◆ SHORT TASK 1 ◆
Answer these questions from the State Fair album article below.
(a) Which record company released the album?
(b) How many records made up the set in which the album was released?
(c) How many consecutive weeks did the album spend at number one?
◆ SHORT TASK 2 ◆
Repeat everything in the State Fair album article below from "Selections from Rogers" down to "in February–March 1946.", word for word.

◆ PAGE EXTRACT ◆

▼

Studio album by Dick Haymes
- Released: 1946
- Genre: Show tunes
- Label: Decca

= State Fair (album) =

Selections from Rogers and Hammerstein's "State Fair", or simply State Fair, is a studio album by Dick Haymes featuring songs from the 1945 film State Fair that he starred in. The album was released by Decca Records in 1946.

== Background ==
As Joel Whitburn explains in his book Joel Whitburn's Billboard Pop Hits, Singles & Albums, 1940–1954, "although Haymes starred in the movie State Fair, this album is not from the movie soundtrack" and was recorded specifically for Decca.

== Release ==
The album was released as a set of three 10-inch 78-rpm phonograph records (cat. no. A-412).

== Reception ==
The album spent four consecutive weeks at number one on Billboards Best-Selling Popular Record Albums chart in February–March 1946.

▲

◆ AVAILABLE DATA ◆
▼

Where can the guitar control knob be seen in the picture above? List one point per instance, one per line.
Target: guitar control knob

▲

◆ RESULT 1 ◆
(a) Decca Records
(b) Three 10-inch 78-rpm phonograph records
(c) Four

◆ RESULT 2 ◆
Selections from Rogers and Hammerstein's "State Fair", or simply State Fair, is a studio album by Dick Haymes featuring songs from the 1945 film State Fair that he starred in. The album was released by Decca Records in 1946.

== Background ==
As Joel Whitburn explains in his book Joel Whitburn's Billboard Pop Hits, Singles & Albums, 1940–1954, "although Haymes starred in the movie State Fair, this album is not from the movie soundtrack" and was recorded specifically for Decca.

== Release ==
The album was released as a set of three 10-inch 78-rpm phonograph records (cat. no. A-412).

== Reception ==
The album spent four consecutive weeks at number one on Billboards Best-Selling Popular Record Albums chart in February–March 1946.